▶ _THE TASKS_:
(a) Answer each question from the JAMnews year-end review:
(i) In which month were the presidential elections originally scheduled, and in which month were the early elections called for?
(ii) Who was arrested as the gunman in the 3 July attack in Ganja, and what is he accused of?
(iii) How many police officers were killed when the rally on the central square was dispersed?
(b) Carry on the JAMnews year-end review from the point where it stops.

JAMnews' highlights of the year: politics, economics, accidents and scandals
Snap presidential elections
The presidential elections were to be held in October, but in February, President Ilham Aliyev exercised his constitutional right and called for early elections to be held in April. This decision was a complete surprise not only for the opposition, but also for the absolute majority of the ruling party.
Analysts cited various reasons for this decision: the desire to “synchronize” Azerbaijani elections with the elections in Russia and in Armenia; upcoming compromises in the Karabakh talks (if they were made, no one will know about them because power changed in Armenia at this time); expected price increases and other unpopular decisions (as a result, only public transport prices and other reasons were raised).
The elections ended, as expected, with a convincing victory for the incumbent president, who will rule for another seven years. The opposition boycotted, and international observers from the OSCE criticised the whole process.
Unrest in Ganja
The former head of the second largest city of Azerbaijan, Elmar Veliyev, and his bodyguard were victims of a terrorist attack on 3 July. Both survived, and the gunman, Yunis Safarov, was arrested immediately: he is accused of religious extremism (there has still been no trial).
But the real shock came a week later, on 10 July. The head of Ganja was rather unpopular in the city, and an alternative version immediately arose that the murder occurred on domestic soil.
A week later, a group of Ganja residents entered the central square of the city with the intention of demanding the release of Safarov. The police began to disperse the spontaneous rally, but in the confusion, two police officers were killed.
The main version of events was religious extremism and the struggle between different currents of Islam. President Ilham Aliyev said that these actions had nothing to do with religion and that the events had been set in motion from the outside of the country in order to destabilise the situation in Azerbaijan.

▶ _RECORDED INFORMATION_:
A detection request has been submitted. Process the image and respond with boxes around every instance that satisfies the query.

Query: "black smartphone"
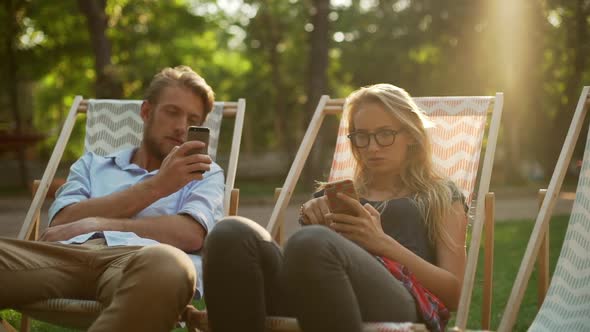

▶ _ANSWERS TO THE PROBLEMS_:
(a)
(i) Originally October; the early elections were set for April.
(ii) Yunis Safarov, accused of religious extremism.
(iii) Two.

(b)
After 10 July, law enforcement agencies conducted several anti-terrorist operations, during which several people were killed and over ten were arrested. The investigation continues.
What really happened in Ganja can only be guessed at.
Accident at the Mingechevir thermal power station
On 4 July, most of Azerbaijan was plunged into darkness after an accident occurred at the country’s largest power station. Backup sources could not bear the increased loads and was also disconnected from the grid.
The energy crisis lasted for almost three days with brief periods of power. Subway cars got stuck in tunnels several times. The population got acquainted with the foreign word “blackout”.
There were different versions of the causes of the disaster. At an emergency meeting of the government, the president accused officials of negligence. After some time the head of Azerenergy, an electricity supplier, was dismissed.
The event did not pass without conspiracy theories: the accident almost temporally coincided with the Ganja unrest, which gave rise to the idea of a foreign conspiracy: “to destabilize the situation in Azerbaijan”.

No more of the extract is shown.